EXTRAIT CHOISI:
════════════════════

Répression : Quelques premiers éléments du dossier d’enquête contre Ivan

Quelques premiers éléments du dossier d’enquête

Les informations qui suivent sont issues d’une première lecture rapide du dossier d’enquête. De ce fait elles sont forcément incomplètes.

Tout d’abord, comment cette enquête a commencé ?

La Sous-Direction Anti-Terrorisme de la Police judiciaire a commencé à enquêter de son initiative, début janvier 2022, suite à des « informations confidentielles recueillies par [le] service» (dans un autre document, une juge parle de «renseignements anonymes»). Les policiers «recueillent» les noms de deux compagnons susceptibles selon ces informations d’être les auteurs des attaques incendiaires, revendiquées par des anarchistes, qui visent depuis des années des véhicules à Paris et environs. Par le passé, différents commissariats locaux et le groupe anti-terrorisme la DPJ 1 (une section de la Police judiciaire parisienne) avaient déjà mené des enquêtes, notamment pour «association de malfaiteurs», sans succès.

La Division Nationale de Recherche et de Surveillance (on pourrait la voir comme le «service opérationnel » de la SDAT) met en place des filatures des deux compagnons. Ils prévoient de suivre Ivan du 10 janvier au 3 février 2022, l’autre personne du 17 janvier au 3 février. Concrètement, cette partie du dossier comporte des PV d’agents de la DNRS qui se placent le matin devant les habitations des deux compagnons et les suivent (à pieds ou en voiture) dans leurs déplacements, au travail, les photographient au supermarché etc. On remarquera qu’il est fréquent qu’ils perdent de vue leur «cible» quand celle-ci se déplace à pied ou à vélo.

Le deuxième compagnon est rapidement mis hors de cause. Les agents de la DNRS disent avoir vu et photographié Ivan en train de coller des affiches à Paris et à Montreuil, tard le soir du 18 janvier. Le soir du 21 janvier, ils le suivent à nouveau lorsqu’il se rend à Paris. Le compagnon se balade à vélo et les flics le perdent de vue presque toute de suite. Ils déploient alors quatre «dispositifs de surveillance» (on imagine des voitures) : en soupçonnant que le compagnon se dirige encore vers Montreuil, ils les placent à quatre points de passage entre Paris et cette ville. Un de ces «dispositifs» aurait aperçu le compagnon sur la commune de Montreuil (ils le perdent de vue tout de suite après). La police utilise cela comme indication du fait que le compagnon serait l’auteur, cette nuit-là, de l’incendie d’un fourgon-nacelle SFR, à Montreuil, et d’un véhicule Enedis dans le douzième arrondissement parisien.

Le 23 février, la SDAT prend contact avec le tribunal de Bobigny, qui la charge officiellement d’enquêter sur le compagnon.

Les enquêtes

Il y a d’abord toute une série de vérifications «administratives», par exemple auprès de la CAF, des services des impôts, de différentes administrations et services de police (avec la liste des précédents judiciaires et de police – toute infraction, jugée ou classée sans suite, y est listée), les relevés du compte en banque du compagnon, etc. Ils ajoutent des informations assez vagues sur ses précédents en Italie.

════════════════════

Étiquettes de points d'objets:
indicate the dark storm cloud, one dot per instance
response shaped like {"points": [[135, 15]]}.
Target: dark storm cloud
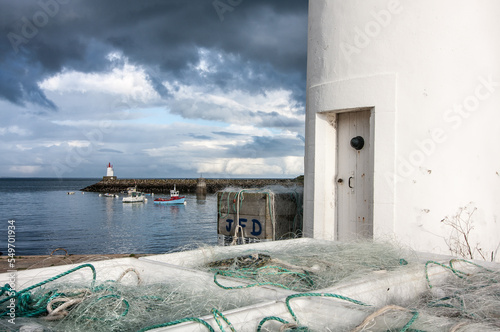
{"points": [[259, 44], [267, 147], [226, 134], [200, 137]]}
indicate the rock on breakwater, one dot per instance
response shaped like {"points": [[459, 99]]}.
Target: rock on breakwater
{"points": [[185, 185]]}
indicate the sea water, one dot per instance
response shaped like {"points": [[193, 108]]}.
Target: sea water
{"points": [[46, 218]]}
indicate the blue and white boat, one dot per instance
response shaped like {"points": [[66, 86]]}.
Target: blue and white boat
{"points": [[173, 199]]}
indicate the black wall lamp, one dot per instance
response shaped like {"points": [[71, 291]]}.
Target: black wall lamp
{"points": [[357, 142]]}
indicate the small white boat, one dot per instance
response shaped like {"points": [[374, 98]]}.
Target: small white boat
{"points": [[174, 198], [134, 197]]}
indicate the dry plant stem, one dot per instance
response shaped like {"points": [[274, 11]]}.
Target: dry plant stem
{"points": [[459, 325], [377, 313]]}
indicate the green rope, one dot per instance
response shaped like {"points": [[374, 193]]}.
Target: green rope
{"points": [[216, 313], [123, 314], [337, 296], [259, 328], [412, 320], [179, 321], [427, 272], [28, 306]]}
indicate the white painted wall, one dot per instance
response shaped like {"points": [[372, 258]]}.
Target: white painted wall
{"points": [[430, 71]]}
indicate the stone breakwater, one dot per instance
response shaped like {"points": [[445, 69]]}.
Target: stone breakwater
{"points": [[185, 185]]}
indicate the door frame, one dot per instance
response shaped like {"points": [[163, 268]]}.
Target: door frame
{"points": [[378, 93], [369, 150]]}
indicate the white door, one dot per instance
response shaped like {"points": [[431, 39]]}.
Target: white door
{"points": [[354, 176]]}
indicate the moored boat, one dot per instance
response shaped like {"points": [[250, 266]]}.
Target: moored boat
{"points": [[134, 197], [173, 199]]}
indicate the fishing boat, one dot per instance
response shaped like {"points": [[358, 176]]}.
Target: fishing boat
{"points": [[173, 199], [134, 197], [108, 195]]}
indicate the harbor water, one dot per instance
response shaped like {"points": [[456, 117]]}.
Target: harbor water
{"points": [[46, 218]]}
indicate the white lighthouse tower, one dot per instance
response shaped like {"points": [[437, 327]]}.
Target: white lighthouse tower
{"points": [[110, 174], [403, 101]]}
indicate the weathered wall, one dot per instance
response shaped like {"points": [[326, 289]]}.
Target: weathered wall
{"points": [[430, 71]]}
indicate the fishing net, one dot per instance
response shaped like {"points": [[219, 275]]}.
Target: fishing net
{"points": [[310, 266], [468, 299]]}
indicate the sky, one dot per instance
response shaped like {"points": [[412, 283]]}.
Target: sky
{"points": [[157, 88]]}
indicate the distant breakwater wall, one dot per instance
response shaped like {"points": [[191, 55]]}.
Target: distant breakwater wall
{"points": [[185, 185]]}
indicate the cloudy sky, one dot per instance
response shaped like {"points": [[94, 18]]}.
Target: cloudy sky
{"points": [[159, 88]]}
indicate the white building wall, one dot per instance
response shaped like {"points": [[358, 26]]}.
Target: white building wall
{"points": [[430, 71]]}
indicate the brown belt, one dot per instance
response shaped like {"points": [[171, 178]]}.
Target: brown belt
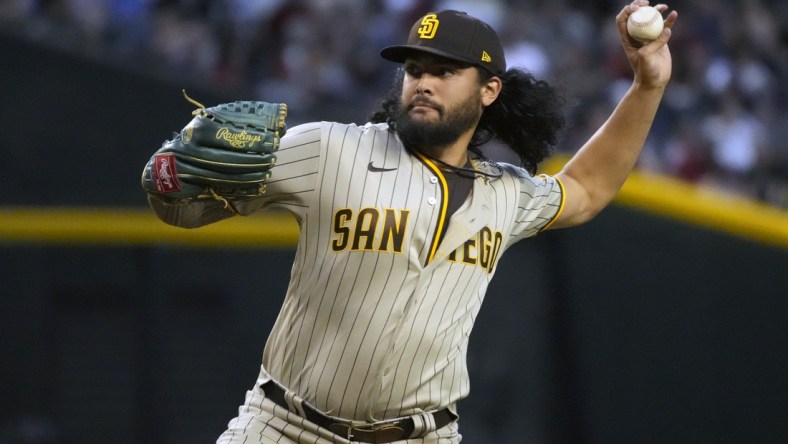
{"points": [[379, 432]]}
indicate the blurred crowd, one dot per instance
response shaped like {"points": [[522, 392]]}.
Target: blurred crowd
{"points": [[724, 121]]}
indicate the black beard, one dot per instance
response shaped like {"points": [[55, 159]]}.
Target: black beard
{"points": [[421, 136]]}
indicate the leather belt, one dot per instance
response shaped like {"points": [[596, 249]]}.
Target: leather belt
{"points": [[379, 432]]}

════════════════════

TRAVAUX À RÉALISER:
• a. Recopiez mot pour mot le passage de l'extrait sur le dossier d'enquête commençant à « Les informations qui » et se terminant à « a commencé ? ».
• b. Dans les enregistrements, reprenez les lignes commençant à celle qui contient « indicate the harbor » et se terminant à la fin des enregistrements, bornes comprises, en remplaçant « one dot per instance » par « a single dot for each instance » sans rien modifier d'autre. Ne donnez que ces lignes et omettez les images.
Le texte et les enregistrements proviennent de sources distinctes.

ÉLÉMENTS DE RÉPONSE:
• a.
Les informations qui suivent sont issues d’une première lecture rapide du dossier d’enquête. De ce fait elles sont forcément incomplètes.

Tout d’abord, comment cette enquête a commencé ?

• b.
indicate the harbor water, a single dot for each instance
response shaped like {"points": [[456, 117]]}.
Target: harbor water
{"points": [[46, 218]]}
indicate the white lighthouse tower, a single dot for each instance
response shaped like {"points": [[437, 327]]}.
Target: white lighthouse tower
{"points": [[110, 174], [403, 101]]}
indicate the weathered wall, a single dot for each instance
response shaped like {"points": [[326, 289]]}.
Target: weathered wall
{"points": [[430, 71]]}
indicate the fishing net, a single dot for each instance
response shaped like {"points": [[219, 275]]}.
Target: fishing net
{"points": [[310, 266], [468, 299]]}
indicate the sky, a single dot for each instance
response shaped like {"points": [[412, 283]]}.
Target: sky
{"points": [[157, 88]]}
indicate the distant breakwater wall, a single dot for each instance
response shaped like {"points": [[191, 55]]}.
Target: distant breakwater wall
{"points": [[185, 185]]}
indicate the cloudy sky, a single dot for each instance
response shaped like {"points": [[94, 18]]}.
Target: cloudy sky
{"points": [[159, 88]]}
indicate the white building wall, a single dot for each instance
response shaped like {"points": [[358, 26]]}.
Target: white building wall
{"points": [[430, 71]]}
indicate the brown belt, a single dot for each instance
response shaped like {"points": [[171, 178]]}.
Target: brown belt
{"points": [[379, 432]]}
indicate the blurred crowd, a single dot for each instance
response shaped like {"points": [[522, 392]]}.
Target: blurred crowd
{"points": [[724, 121]]}
indicate the black beard, a single dot for each instance
response shaped like {"points": [[55, 159]]}.
Target: black beard
{"points": [[421, 136]]}
indicate the leather belt, a single dot for each instance
response shaped like {"points": [[596, 249]]}.
Target: leather belt
{"points": [[379, 432]]}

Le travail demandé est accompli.